(Supplied material Opens)

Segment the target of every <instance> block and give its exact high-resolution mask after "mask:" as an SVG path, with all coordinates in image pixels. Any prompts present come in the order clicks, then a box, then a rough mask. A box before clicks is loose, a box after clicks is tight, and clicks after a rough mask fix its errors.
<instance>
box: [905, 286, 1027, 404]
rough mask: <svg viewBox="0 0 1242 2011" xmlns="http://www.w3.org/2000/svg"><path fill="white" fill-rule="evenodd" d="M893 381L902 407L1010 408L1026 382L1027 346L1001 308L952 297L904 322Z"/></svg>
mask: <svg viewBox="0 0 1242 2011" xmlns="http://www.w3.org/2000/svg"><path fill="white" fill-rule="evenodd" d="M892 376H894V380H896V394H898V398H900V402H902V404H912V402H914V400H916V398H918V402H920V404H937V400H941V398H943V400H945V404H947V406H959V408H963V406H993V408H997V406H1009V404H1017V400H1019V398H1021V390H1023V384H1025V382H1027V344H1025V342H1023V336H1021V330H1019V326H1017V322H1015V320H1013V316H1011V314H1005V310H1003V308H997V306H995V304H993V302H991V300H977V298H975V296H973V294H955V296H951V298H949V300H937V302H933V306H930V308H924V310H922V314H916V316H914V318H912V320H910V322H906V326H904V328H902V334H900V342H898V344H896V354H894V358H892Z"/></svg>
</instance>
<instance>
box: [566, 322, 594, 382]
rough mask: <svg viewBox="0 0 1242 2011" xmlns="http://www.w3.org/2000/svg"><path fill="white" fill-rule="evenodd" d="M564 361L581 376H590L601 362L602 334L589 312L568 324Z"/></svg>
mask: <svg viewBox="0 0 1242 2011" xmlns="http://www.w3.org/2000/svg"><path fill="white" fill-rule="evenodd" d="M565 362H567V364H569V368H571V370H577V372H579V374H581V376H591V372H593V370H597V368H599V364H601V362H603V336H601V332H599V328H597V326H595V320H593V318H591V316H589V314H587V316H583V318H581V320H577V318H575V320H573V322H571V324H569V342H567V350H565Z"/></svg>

(Supplied material Closes)

▸ **Prompt**: Write out only those lines that fall between the one containing "box: [566, 322, 594, 382]" and the end of the entries, the first and last included, exactly as they read.

▸ **Completed task**:
box: [566, 322, 594, 382]
rough mask: <svg viewBox="0 0 1242 2011" xmlns="http://www.w3.org/2000/svg"><path fill="white" fill-rule="evenodd" d="M564 361L581 376H590L601 362L602 334L589 312L568 324Z"/></svg>
mask: <svg viewBox="0 0 1242 2011" xmlns="http://www.w3.org/2000/svg"><path fill="white" fill-rule="evenodd" d="M565 362H567V364H569V368H571V370H577V372H579V374H581V376H591V372H593V370H597V368H599V364H601V362H603V336H601V332H599V328H597V326H595V320H593V318H591V316H589V314H587V316H583V318H581V320H577V318H575V320H573V322H571V324H569V342H567V350H565Z"/></svg>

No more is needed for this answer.